Problem description -
Please report every line in the entries that contains the string "paneled".
Start of Block
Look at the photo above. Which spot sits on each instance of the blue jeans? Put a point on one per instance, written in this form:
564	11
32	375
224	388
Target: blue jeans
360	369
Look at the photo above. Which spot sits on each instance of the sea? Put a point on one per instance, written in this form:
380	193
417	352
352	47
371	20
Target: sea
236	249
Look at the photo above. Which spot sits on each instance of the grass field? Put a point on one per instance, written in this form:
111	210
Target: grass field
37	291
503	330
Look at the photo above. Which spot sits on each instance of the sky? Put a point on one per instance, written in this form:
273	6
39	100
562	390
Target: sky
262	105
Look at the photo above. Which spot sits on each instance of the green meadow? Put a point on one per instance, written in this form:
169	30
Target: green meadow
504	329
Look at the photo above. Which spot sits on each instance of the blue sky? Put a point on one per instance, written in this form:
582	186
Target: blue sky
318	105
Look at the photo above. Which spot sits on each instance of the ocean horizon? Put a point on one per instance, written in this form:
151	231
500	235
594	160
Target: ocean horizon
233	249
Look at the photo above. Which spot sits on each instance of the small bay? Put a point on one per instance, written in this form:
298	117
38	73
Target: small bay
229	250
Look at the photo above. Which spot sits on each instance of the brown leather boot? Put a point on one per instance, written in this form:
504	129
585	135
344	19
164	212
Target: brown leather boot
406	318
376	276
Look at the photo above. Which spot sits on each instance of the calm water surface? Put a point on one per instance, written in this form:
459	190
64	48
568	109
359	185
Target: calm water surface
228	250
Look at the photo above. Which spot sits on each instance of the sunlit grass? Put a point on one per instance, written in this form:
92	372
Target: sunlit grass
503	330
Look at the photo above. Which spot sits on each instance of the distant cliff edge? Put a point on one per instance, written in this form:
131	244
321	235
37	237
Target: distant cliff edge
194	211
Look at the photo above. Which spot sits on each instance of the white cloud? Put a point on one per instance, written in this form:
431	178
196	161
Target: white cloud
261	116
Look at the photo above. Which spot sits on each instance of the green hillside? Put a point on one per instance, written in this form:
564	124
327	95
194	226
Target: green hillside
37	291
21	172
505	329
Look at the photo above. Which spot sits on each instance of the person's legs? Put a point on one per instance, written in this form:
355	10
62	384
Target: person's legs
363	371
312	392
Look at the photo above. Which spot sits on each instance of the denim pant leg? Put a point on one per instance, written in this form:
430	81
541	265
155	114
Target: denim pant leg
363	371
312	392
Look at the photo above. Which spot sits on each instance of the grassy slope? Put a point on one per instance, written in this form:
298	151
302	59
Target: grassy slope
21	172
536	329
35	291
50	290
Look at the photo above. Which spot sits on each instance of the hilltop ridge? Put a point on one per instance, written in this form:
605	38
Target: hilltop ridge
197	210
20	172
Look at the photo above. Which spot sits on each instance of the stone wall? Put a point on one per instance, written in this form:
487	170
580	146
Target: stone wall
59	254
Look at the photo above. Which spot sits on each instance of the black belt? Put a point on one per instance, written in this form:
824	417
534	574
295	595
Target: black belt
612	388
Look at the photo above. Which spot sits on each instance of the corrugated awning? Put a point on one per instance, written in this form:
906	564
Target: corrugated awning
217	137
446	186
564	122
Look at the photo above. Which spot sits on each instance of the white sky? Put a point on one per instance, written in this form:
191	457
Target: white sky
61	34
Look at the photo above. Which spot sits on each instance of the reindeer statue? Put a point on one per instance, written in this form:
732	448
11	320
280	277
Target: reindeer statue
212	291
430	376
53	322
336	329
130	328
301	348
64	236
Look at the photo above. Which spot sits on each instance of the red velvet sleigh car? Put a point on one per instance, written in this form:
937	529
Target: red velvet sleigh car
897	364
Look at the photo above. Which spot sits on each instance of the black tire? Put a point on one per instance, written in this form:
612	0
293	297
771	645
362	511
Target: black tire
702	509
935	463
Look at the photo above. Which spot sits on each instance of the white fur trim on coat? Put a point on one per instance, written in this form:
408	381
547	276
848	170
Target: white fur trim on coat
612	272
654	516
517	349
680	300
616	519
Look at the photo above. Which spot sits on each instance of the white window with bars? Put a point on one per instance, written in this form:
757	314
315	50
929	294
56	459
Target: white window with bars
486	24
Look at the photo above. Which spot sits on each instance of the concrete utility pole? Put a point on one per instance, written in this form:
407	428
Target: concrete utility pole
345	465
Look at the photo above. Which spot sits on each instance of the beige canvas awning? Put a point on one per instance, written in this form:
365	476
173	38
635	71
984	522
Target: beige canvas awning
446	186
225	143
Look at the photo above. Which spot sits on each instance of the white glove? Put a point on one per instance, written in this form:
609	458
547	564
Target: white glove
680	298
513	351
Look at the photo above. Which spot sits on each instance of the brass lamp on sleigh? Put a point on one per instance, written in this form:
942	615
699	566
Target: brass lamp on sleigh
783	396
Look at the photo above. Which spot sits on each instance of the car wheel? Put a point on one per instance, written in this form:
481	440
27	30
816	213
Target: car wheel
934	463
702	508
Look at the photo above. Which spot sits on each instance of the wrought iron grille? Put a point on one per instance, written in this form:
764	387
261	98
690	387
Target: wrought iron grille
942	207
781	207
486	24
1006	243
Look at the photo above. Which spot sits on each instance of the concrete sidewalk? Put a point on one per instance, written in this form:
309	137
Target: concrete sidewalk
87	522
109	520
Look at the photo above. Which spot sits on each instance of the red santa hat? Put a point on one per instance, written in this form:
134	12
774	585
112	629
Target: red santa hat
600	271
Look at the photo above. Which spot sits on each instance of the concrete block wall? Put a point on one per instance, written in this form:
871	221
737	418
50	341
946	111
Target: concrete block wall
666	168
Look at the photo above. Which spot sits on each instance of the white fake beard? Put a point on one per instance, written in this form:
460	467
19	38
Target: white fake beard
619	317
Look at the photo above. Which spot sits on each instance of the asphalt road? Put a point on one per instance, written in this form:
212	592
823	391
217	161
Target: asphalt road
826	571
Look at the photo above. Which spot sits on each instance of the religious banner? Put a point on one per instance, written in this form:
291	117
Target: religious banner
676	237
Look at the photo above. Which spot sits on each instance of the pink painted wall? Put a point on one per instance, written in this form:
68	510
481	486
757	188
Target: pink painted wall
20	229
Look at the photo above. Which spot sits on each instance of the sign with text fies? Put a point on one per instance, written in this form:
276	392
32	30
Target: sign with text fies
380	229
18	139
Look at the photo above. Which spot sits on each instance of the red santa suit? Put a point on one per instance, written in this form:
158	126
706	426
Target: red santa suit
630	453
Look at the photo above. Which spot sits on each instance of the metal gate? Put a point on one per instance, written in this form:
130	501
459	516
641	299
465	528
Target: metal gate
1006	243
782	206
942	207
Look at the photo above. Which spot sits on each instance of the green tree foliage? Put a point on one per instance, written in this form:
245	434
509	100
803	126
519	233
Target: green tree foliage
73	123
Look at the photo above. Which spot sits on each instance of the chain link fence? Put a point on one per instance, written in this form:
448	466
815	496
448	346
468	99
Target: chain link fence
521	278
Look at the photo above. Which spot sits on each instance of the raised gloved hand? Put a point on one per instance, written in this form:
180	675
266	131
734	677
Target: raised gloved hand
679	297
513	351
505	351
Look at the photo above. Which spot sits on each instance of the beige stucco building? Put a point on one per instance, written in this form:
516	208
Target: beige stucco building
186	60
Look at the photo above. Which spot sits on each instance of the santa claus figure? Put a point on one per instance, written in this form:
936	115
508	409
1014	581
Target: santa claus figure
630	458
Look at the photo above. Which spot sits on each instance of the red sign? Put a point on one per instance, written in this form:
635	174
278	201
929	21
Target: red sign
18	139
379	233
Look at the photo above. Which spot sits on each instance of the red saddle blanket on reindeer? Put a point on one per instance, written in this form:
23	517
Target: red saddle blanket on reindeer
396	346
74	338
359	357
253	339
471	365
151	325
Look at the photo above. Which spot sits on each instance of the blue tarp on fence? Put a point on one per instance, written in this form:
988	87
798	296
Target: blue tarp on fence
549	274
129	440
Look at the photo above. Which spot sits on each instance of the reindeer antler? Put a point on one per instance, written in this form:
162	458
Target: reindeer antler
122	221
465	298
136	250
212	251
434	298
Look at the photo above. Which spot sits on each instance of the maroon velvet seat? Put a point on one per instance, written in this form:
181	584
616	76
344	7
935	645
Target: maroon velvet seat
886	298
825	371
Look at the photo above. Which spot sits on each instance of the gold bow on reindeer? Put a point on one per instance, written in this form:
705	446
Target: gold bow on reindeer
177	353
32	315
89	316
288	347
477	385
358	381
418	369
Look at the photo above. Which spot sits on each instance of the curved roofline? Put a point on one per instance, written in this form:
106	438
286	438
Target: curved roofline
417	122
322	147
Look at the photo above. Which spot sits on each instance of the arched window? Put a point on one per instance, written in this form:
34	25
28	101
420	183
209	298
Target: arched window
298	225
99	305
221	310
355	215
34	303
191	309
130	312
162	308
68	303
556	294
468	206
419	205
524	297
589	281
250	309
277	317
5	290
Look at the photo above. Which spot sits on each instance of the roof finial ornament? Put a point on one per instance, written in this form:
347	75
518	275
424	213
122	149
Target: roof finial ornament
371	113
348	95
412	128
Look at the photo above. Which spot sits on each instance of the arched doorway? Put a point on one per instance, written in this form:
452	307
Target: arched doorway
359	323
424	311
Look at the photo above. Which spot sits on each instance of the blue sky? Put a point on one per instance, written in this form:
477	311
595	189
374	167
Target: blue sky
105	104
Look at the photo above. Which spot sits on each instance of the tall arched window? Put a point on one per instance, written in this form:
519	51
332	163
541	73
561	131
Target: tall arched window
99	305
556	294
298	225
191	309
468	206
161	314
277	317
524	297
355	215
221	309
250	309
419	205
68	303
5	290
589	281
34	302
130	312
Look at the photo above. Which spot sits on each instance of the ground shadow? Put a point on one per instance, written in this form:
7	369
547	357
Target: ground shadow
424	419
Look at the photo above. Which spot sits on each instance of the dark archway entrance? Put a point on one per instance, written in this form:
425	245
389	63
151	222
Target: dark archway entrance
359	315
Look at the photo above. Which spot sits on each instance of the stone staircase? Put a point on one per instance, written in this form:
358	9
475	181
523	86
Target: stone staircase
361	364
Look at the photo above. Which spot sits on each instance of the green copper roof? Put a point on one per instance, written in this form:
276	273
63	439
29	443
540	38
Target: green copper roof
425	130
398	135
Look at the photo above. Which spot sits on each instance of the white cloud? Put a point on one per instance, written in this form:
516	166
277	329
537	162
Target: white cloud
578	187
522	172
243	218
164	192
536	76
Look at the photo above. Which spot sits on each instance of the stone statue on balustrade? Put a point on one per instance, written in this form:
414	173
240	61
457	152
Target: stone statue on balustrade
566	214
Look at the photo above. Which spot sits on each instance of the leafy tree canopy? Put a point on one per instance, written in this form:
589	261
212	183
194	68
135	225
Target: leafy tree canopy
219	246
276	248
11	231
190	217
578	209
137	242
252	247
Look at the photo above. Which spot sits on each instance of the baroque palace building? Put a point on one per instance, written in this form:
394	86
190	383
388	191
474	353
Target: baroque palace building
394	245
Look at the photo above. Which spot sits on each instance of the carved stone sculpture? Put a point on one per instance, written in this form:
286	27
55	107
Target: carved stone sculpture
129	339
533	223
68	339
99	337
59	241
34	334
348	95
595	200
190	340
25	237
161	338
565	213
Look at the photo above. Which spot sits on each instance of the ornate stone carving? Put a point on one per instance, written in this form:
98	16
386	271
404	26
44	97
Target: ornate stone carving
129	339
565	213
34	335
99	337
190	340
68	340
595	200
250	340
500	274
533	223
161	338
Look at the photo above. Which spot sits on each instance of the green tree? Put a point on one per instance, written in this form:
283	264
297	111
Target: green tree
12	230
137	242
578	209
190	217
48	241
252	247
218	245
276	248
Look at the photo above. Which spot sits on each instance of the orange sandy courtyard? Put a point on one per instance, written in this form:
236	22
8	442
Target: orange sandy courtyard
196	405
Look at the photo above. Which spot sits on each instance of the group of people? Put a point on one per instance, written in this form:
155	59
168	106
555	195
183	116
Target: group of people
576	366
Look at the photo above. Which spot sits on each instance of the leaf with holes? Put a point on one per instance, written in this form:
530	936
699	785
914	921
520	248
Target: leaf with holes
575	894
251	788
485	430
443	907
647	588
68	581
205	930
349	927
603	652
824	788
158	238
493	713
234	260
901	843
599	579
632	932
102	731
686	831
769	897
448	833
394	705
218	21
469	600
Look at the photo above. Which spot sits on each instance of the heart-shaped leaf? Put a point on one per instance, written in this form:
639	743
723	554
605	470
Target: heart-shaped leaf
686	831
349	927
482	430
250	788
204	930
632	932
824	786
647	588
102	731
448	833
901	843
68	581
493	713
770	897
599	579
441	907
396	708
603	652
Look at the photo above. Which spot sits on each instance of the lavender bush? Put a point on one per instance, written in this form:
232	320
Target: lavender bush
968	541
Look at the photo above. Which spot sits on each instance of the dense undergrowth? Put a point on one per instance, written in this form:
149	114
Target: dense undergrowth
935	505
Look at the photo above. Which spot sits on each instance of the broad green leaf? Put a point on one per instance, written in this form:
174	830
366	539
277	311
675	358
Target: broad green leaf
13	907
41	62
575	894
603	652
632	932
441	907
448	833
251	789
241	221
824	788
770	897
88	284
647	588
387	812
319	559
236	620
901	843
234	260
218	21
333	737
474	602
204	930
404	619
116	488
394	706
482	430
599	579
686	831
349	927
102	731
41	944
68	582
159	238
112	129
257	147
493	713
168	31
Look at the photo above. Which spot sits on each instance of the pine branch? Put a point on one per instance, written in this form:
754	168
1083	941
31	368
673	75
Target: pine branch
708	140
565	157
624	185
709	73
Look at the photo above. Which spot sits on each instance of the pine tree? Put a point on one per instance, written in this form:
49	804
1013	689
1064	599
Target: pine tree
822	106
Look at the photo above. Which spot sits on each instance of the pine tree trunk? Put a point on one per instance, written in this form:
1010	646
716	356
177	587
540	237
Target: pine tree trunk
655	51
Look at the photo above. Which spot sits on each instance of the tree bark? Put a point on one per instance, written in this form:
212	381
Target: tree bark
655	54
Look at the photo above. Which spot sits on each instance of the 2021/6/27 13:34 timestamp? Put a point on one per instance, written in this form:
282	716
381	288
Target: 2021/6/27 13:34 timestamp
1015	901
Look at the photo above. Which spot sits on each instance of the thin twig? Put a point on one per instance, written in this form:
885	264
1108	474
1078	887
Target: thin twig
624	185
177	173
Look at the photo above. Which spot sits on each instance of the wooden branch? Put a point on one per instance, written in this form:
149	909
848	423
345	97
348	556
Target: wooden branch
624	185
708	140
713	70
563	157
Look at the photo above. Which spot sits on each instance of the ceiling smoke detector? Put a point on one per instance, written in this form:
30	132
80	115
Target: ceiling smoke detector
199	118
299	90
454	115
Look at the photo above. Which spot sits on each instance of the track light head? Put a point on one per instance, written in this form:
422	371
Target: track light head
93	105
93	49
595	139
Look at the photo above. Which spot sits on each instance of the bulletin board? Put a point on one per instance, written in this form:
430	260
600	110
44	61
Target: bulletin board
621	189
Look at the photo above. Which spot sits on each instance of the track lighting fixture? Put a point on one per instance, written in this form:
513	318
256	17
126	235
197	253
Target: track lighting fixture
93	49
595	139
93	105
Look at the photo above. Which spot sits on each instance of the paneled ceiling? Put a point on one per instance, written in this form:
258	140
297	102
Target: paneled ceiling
End of Block
Answer section -
Look at the photo above. Which spot sits on each instance of the paneled ceiling? Put a point on one per instance, written in this form:
Target: paneled ceiling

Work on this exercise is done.